* _Exercise requirements_: Without altering anything, output the material below.

-=-=-

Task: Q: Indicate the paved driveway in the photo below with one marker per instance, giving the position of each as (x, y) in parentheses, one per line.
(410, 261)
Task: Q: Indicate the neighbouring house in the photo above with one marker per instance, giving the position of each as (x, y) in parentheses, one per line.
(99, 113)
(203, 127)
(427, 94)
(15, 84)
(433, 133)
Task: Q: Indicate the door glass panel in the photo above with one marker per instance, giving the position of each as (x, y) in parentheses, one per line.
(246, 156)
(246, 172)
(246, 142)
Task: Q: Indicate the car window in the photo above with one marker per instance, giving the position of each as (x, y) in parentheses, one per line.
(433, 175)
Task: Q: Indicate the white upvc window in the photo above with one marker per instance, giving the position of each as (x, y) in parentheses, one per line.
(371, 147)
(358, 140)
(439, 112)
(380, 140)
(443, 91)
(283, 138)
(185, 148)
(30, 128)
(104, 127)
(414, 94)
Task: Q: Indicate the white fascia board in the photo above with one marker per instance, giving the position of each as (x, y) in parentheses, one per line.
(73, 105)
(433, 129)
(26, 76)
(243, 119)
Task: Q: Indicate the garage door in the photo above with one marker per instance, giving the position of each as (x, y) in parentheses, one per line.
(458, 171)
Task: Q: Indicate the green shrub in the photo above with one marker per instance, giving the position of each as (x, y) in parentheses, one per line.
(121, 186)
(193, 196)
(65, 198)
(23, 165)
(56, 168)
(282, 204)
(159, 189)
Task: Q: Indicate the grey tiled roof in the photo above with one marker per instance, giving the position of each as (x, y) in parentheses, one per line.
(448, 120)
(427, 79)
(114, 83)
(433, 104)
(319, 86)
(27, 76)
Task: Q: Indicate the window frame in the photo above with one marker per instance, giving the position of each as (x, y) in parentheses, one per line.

-=-=-

* _Reply_:
Task: Q: Indicate the paved driveway in the photo below with one marker per instance, giving the position of each as (x, y) in parentheses, one per line.
(410, 261)
Task: Q: Indicate the neighbouring house in the photo above with one marker per instance, giving the position of each as (x, y) in parentheses, one per line.
(99, 113)
(203, 127)
(427, 94)
(15, 84)
(433, 133)
Task: Q: Indicate the door glass panel in the photo above with one marker per instance, giving the position of each as (x, y) in parentheses, one per line.
(246, 156)
(246, 172)
(246, 142)
Task: Q: Indicate the car window in the photo above with one marker per instance, giving the position of each as (x, y) in parentheses, one per line.
(433, 175)
Task: Q: Indicate the white upvc window in the photo above with one marker per instance, giving the position of each as (x, y) in parentheses, one per line.
(371, 147)
(358, 140)
(439, 112)
(380, 140)
(443, 91)
(283, 138)
(185, 148)
(30, 128)
(104, 127)
(414, 94)
Task: Q: Indicate the white fascia board in the photo above with one marker per instance, giving the position of each as (x, y) in parentheses, one per line.
(73, 105)
(433, 129)
(26, 76)
(243, 119)
Task: Q: Indicate the garage door in the photo above with one marker per instance, giving the position of each as (x, y) in parentheses, one per line.
(458, 171)
Task: Q: Indicate the green shrub in the photo above with one marker per instance, giving the position of each as (x, y) in parentheses, one per line.
(121, 186)
(193, 196)
(65, 198)
(23, 165)
(56, 168)
(282, 204)
(159, 189)
Task: Q: Indicate the grey tiled roof in the photo above with one marker per instance, giving the position of each as (x, y) in parentheses, one per line.
(448, 120)
(427, 79)
(114, 83)
(433, 104)
(319, 86)
(27, 76)
Task: Q: Indicate the window frame in the photo above with one marker per instance, giving the position of each as (x, y) in parentheses, one per line.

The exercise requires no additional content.